▶ _Líneas extraídas_

- - - - -

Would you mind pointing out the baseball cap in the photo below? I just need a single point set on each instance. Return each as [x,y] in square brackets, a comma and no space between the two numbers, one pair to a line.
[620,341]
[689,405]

- - - - -

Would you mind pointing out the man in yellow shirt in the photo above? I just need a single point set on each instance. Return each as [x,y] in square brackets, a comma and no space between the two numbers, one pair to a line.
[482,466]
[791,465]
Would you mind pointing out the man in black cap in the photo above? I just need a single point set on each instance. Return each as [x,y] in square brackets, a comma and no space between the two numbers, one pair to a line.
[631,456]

- - - - -

▶ _Ejercicio propuesto_
Selecciona y copia cada línea que contenga la palabra "Return", teniendo en cuenta mayúsculas y minúsculas.

▶ _Respuesta_
Would you mind pointing out the baseball cap in the photo below? I just need a single point set on each instance. Return each as [x,y] in square brackets, a comma and no space between the two numbers, one pair to a line.
Would you mind pointing out the man in yellow shirt in the photo above? I just need a single point set on each instance. Return each as [x,y] in square brackets, a comma and no space between the two numbers, one pair to a line.
Would you mind pointing out the man in black cap in the photo above? I just need a single point set on each instance. Return each as [x,y] in square brackets, a comma and no space between the two numbers, one pair to a line.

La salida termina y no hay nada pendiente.